- [Текстовый фрагмент]:
★ ★ ★ ★

В романе Жозе Сарамаго “Слепота” эпидемия потери зрения внезапно поражает безымянный город, одновременно с этим рушится уклад общественной жизни, начинается кризис, вслед за которым приходят насилие, голод, болезни и, наконец, террор. Я читал его несколько лет назад и понимал, что это выдающееся произведение, однако был разочарован его концом: массовая потеря зрения завершается так же внезапно и неожиданно, как началась, и все люди снова прозревают. У меня было такое же впечатление и от финала другого прославленного романа о массовом заболевании, “Чумы” Альбера Камю, в котором давшее название произведению заболевание тоже просто сходит на нет. В своем новом одноглазом состоянии я нахожу такие финалы еще менее подходящими, чем думал раньше. Те из нас, кто на самом деле слеп – или, как в моем случае, слеп наполовину, – отлично знают, что слепота не может просто взять и пройти.
А еще был Один, который пожертвовал одним из своих глаз, чтобы ему было позволено испить из источника, воды которого даровали испившему их божественную мудрость и полное всеведение. А еще был циклоп Полифем, ослепленный Одиссеем…
Я перечитывал все эти истории о глазах с надеждой, как мне кажется, получить утешение. Они дали мне его совсем немного. Мне не была дарована божественная мудрость, и поскольку я люблю Капри, остров Циклопа, мне трудно связывать его с одноглазым гигантом-людоедом. Даже если потеря глаза нас с ним объединяет.

★ ★ ★ ★

- [Задания]:
• a. Чем, согласно тексту о слепоте, пожертвовал Один, чтобы получить право испить из источника?
• b. Продолжите текст о слепоте после его последнего предложения.
Строки к этому отношения не имеют.

★ ★ ★ ★

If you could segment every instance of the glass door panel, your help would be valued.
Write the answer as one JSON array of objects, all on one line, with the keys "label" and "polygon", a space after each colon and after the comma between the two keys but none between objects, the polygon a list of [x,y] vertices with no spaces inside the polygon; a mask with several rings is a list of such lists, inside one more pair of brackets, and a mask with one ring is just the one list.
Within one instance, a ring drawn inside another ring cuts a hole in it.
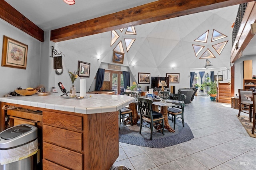
[{"label": "glass door panel", "polygon": [[118,94],[118,73],[112,73],[112,90],[115,90],[116,94]]}]

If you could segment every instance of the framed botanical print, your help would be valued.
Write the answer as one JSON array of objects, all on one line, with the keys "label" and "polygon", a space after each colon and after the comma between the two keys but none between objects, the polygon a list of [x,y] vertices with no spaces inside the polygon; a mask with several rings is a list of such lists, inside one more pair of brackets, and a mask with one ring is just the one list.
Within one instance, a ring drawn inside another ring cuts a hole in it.
[{"label": "framed botanical print", "polygon": [[90,77],[90,65],[88,63],[78,61],[78,76]]},{"label": "framed botanical print", "polygon": [[180,83],[180,73],[166,73],[166,77],[169,77],[169,83]]},{"label": "framed botanical print", "polygon": [[2,66],[26,69],[28,45],[4,35]]},{"label": "framed botanical print", "polygon": [[139,72],[138,83],[150,83],[150,74]]},{"label": "framed botanical print", "polygon": [[114,51],[113,53],[113,62],[123,64],[124,56],[124,54],[122,53]]}]

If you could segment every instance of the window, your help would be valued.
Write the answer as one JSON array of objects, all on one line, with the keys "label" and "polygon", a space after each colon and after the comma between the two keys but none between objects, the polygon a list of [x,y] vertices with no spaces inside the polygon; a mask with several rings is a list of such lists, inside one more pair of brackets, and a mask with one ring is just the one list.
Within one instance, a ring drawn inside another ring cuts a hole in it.
[{"label": "window", "polygon": [[209,82],[210,81],[210,73],[208,72],[206,72],[204,73],[204,82]]},{"label": "window", "polygon": [[193,84],[196,84],[198,83],[198,73],[195,72],[195,76],[193,81]]}]

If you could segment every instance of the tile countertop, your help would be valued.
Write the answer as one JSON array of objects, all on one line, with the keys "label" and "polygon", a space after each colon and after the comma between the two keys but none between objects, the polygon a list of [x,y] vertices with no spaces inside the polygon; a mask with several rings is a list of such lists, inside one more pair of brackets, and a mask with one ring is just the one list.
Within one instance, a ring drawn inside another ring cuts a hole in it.
[{"label": "tile countertop", "polygon": [[1,97],[0,102],[82,114],[93,114],[117,111],[132,103],[135,99],[126,95],[92,94],[86,95],[87,98],[76,99],[60,96],[58,93],[43,96],[36,94],[26,96]]}]

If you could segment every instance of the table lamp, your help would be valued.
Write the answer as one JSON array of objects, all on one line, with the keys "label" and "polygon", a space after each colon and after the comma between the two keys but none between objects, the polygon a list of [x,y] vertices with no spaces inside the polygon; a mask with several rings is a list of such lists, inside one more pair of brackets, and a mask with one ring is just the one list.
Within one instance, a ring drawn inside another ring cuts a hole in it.
[{"label": "table lamp", "polygon": [[167,84],[166,84],[166,83],[165,82],[164,80],[161,80],[160,83],[159,83],[159,86],[161,86],[162,88],[161,88],[161,91],[163,92],[164,91],[164,86],[167,86]]}]

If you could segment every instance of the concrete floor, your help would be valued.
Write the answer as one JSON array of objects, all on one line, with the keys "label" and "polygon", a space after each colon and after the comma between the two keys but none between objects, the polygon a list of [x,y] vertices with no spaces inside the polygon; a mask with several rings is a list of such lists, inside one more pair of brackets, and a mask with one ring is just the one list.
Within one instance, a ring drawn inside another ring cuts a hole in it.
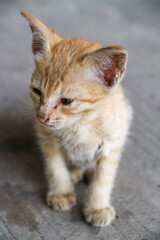
[{"label": "concrete floor", "polygon": [[[129,52],[123,84],[134,121],[113,191],[117,218],[107,228],[83,221],[85,183],[77,186],[73,210],[53,212],[45,204],[28,97],[31,34],[20,10],[63,36],[118,44]],[[158,0],[0,2],[0,240],[160,239],[159,26]]]}]

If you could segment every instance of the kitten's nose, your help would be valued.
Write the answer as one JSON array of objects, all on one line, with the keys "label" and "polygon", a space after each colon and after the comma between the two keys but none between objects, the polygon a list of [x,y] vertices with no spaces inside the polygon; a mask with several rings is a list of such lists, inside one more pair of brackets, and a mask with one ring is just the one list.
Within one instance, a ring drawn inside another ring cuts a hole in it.
[{"label": "kitten's nose", "polygon": [[46,114],[37,114],[37,118],[41,123],[47,123],[49,121],[49,116]]}]

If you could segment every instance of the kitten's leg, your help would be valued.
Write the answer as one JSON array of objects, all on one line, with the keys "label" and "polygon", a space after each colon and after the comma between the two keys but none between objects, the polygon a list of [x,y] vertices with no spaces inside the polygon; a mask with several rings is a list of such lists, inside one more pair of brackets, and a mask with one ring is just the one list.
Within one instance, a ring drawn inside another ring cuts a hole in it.
[{"label": "kitten's leg", "polygon": [[83,179],[83,170],[81,168],[70,168],[70,177],[74,184],[78,183]]},{"label": "kitten's leg", "polygon": [[[43,144],[41,144],[43,146]],[[46,160],[46,176],[49,184],[47,203],[56,211],[69,210],[76,204],[73,184],[63,155],[56,144],[42,148]]]},{"label": "kitten's leg", "polygon": [[117,148],[110,154],[103,153],[98,160],[86,198],[84,216],[94,226],[109,225],[115,217],[110,206],[110,194],[114,183],[121,149]]}]

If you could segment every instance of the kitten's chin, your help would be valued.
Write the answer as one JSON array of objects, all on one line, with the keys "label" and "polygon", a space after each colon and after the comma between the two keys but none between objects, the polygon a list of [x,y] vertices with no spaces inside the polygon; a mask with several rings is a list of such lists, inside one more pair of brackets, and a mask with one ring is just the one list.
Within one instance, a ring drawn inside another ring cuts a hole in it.
[{"label": "kitten's chin", "polygon": [[58,130],[58,129],[62,129],[63,126],[61,124],[56,124],[56,123],[53,123],[53,124],[45,124],[44,125],[46,128],[50,129],[50,130]]}]

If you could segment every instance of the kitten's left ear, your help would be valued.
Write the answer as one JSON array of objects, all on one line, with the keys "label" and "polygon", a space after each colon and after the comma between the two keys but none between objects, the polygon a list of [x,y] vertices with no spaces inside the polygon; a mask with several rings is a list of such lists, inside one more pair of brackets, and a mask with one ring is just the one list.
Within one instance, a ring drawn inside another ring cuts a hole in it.
[{"label": "kitten's left ear", "polygon": [[32,51],[36,59],[44,56],[62,37],[29,13],[21,11],[32,31]]},{"label": "kitten's left ear", "polygon": [[89,54],[84,59],[84,64],[90,77],[112,89],[124,76],[127,56],[124,48],[111,46]]}]

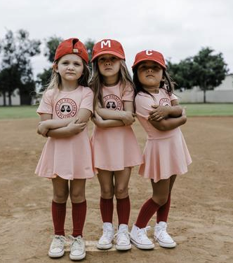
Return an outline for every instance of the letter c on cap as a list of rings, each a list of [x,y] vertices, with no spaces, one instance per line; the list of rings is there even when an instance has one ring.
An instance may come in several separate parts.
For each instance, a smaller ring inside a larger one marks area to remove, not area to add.
[[[106,42],[105,41],[101,41],[101,48],[103,48],[104,45],[108,45],[109,48],[111,48],[111,41],[107,40]]]
[[[152,55],[152,50],[146,50],[146,55],[147,55],[147,56],[150,56],[151,55]]]

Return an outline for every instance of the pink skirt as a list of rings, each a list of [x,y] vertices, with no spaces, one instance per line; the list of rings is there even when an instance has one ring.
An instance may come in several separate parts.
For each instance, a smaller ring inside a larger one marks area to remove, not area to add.
[[[136,137],[130,126],[100,129],[96,126],[92,136],[94,167],[121,171],[142,163]]]
[[[168,179],[174,174],[183,174],[192,159],[182,132],[160,139],[147,140],[143,152],[139,174],[154,180]]]
[[[86,130],[69,138],[48,138],[35,173],[41,177],[85,179],[94,176]]]

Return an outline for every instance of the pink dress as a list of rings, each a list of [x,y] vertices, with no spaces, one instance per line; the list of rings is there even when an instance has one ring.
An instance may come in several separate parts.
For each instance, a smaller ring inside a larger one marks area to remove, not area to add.
[[[131,87],[122,90],[119,84],[102,87],[104,107],[124,111],[123,101],[133,101]],[[92,136],[94,167],[107,171],[121,171],[142,164],[142,154],[131,126],[102,129],[95,126]]]
[[[144,163],[140,167],[139,174],[156,183],[173,174],[186,173],[192,159],[180,127],[161,132],[148,121],[152,105],[171,106],[171,101],[177,97],[174,94],[169,96],[163,89],[159,89],[159,93],[152,96],[153,98],[149,94],[139,92],[135,97],[135,106],[138,119],[147,133],[143,152]]]
[[[73,118],[79,108],[93,112],[93,93],[88,87],[79,86],[72,92],[48,90],[37,109],[39,114],[53,115],[53,119]],[[94,176],[91,145],[87,128],[67,138],[49,137],[41,153],[35,173],[49,178],[83,179]]]

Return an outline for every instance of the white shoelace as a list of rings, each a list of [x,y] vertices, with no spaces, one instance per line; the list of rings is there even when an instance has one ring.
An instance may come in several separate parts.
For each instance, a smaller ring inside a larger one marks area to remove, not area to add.
[[[71,245],[71,250],[84,250],[84,241],[80,236],[74,237],[72,236],[69,236],[69,238],[72,241]]]
[[[121,241],[124,241],[125,242],[129,243],[130,242],[130,238],[129,238],[130,233],[126,231],[121,231],[118,232],[116,234],[114,234],[114,237],[116,237],[116,240],[119,241],[121,239]]]
[[[51,246],[51,250],[59,248],[62,249],[65,242],[65,237],[63,236],[55,235],[53,236],[53,242]]]
[[[102,235],[101,238],[107,239],[112,239],[112,229],[105,228],[103,229]]]
[[[156,236],[156,239],[159,239],[159,238],[161,238],[161,239],[168,239],[171,240],[171,237],[169,236],[169,234],[166,232],[166,228],[162,228],[158,232],[158,234]]]
[[[147,236],[147,232],[149,230],[150,228],[151,227],[149,226],[146,227],[145,228],[141,228],[138,232],[138,237],[139,238],[139,239],[140,240],[149,239]]]

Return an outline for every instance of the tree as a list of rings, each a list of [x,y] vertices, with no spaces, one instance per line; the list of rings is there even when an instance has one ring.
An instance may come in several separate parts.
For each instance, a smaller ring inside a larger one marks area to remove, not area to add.
[[[178,64],[168,62],[168,69],[180,87],[191,89],[199,86],[204,91],[204,103],[206,91],[221,84],[228,72],[222,54],[213,55],[213,52],[210,48],[204,48],[195,56],[181,60]]]
[[[167,61],[168,71],[172,78],[177,83],[175,89],[185,87],[192,89],[194,86],[193,63],[192,57],[181,60],[180,63],[172,64],[171,60]]]
[[[60,42],[62,41],[62,38],[59,36],[51,36],[46,41],[46,50],[44,55],[47,57],[48,60],[53,63],[54,60],[55,53],[56,49]],[[36,83],[40,87],[39,91],[41,92],[48,84],[49,79],[52,74],[52,66],[48,69],[44,69],[44,71],[41,73],[37,74]]]
[[[228,72],[222,54],[213,55],[214,50],[210,48],[202,48],[193,57],[195,73],[194,85],[204,91],[204,102],[206,103],[206,91],[213,90],[221,84]]]
[[[8,30],[1,43],[3,59],[0,88],[8,93],[9,105],[13,91],[19,89],[20,104],[30,104],[31,92],[35,89],[30,58],[39,54],[41,42],[30,40],[29,33],[20,29],[14,36]],[[3,73],[2,73],[3,71]]]

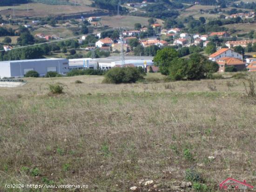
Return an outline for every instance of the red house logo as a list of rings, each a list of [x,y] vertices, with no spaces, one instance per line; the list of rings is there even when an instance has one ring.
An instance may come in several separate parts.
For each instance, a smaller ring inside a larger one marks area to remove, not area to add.
[[[246,181],[239,181],[232,178],[228,178],[220,184],[220,189],[224,190],[245,190],[248,189],[253,188],[253,186],[250,185],[246,183]]]

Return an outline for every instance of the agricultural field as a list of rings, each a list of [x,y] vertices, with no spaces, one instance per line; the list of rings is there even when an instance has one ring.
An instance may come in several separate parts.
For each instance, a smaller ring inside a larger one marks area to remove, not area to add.
[[[0,14],[13,15],[13,7],[0,7]],[[76,13],[99,9],[87,5],[52,5],[42,3],[28,3],[14,6],[16,17],[38,17]]]
[[[102,25],[108,26],[111,27],[128,26],[134,27],[134,24],[136,23],[140,23],[142,26],[148,25],[148,17],[137,17],[135,16],[102,16],[101,22]],[[163,22],[161,20],[157,20],[157,22],[162,24]]]
[[[229,29],[235,29],[238,31],[235,34],[242,34],[249,32],[256,29],[256,23],[236,23],[234,24],[225,25],[223,26]]]
[[[191,191],[192,178],[193,187],[214,192],[229,177],[256,185],[256,106],[233,74],[168,82],[154,73],[120,85],[102,76],[24,78],[0,88],[0,191],[40,183]],[[55,83],[63,93],[49,93]]]

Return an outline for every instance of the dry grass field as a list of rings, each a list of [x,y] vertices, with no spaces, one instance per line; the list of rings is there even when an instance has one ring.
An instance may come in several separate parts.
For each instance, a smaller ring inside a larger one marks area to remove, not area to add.
[[[102,16],[101,17],[101,23],[103,25],[107,25],[111,27],[116,27],[118,26],[128,26],[134,27],[134,24],[140,23],[142,26],[148,25],[148,20],[149,19],[148,17],[137,17],[135,16]],[[162,24],[163,20],[157,20],[159,23]]]
[[[13,7],[0,7],[0,14],[6,15],[13,14]],[[52,5],[41,3],[28,3],[20,4],[14,7],[15,14],[17,17],[37,17],[48,15],[56,15],[65,14],[86,12],[98,9],[88,7],[88,5]],[[27,11],[27,8],[28,10]]]
[[[192,168],[204,191],[229,177],[256,185],[256,106],[244,102],[243,80],[146,78],[160,82],[107,85],[81,76],[0,88],[0,191],[17,191],[5,188],[10,183],[195,191],[181,184]],[[49,94],[56,82],[64,93]]]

★ ★ ★ ★

- [Ответы по заданиям]:
• a. Одним из своих глаз.

• b.
Однако я нашел источник для утешения и даже вдохновения, я нашел его не в художественной литературе, а в реальной истории наваба Патауди и игры в крикет. Все поклонники крикета – и конечно же все без исключения индийские почитатели этой игры – знают Мансура Али Хана, наваба, то есть правителя крошечного княжеского штата Патауди, прославившегося как “Тигр” или, по большей части в Англии, как “Нооб”, одну из самых ярких звезд этого спорта, игрока, по‑настоящему талантливо владевшего битой, капитана индийской сборной и безгранично гламурного персонажа, мужа одной из кинодив Шармилы Тагор и отца еще двух звезд экрана – Саифа и Сохи Али Хан. Однако за несколько месяцев до начала своей блестящей международной спортивной карьеры, когда ему едва исполнилось двадцать, он попал в автокатастрофу и потерял способность видеть одним глазом. Было сложно поверить, что бьющий игрок с одним глазом, даже обладая выдающимися талантами, сможет отбивать подачи таких внушающих трепет боулеров, как Уэс Холл и Чарли Гриффитс из команды Вест-Индии, главного соперника индийской команды. Однако он играл, и играл прекрасно, и даже был назначен капитаном – на тот момент он стал самым молодым игроком, ставшим капитаном какой‑либо крикетной сборной, – вот так началась его блестящая карьера. Я решил, что Тигр станет для меня ролевой моделью. Если он мог справляться с ужасающей быстротой Холла и Гриффитса, я должен научиться справляться с тем, чтобы налить в стакан воды, не пролив ее, переходить через улицу, не сталкиваясь с другими пешеходами, и в целом успешно справляться с тем, чтобы быть активным человеком с одним глазом в мире людей с двумя глазами.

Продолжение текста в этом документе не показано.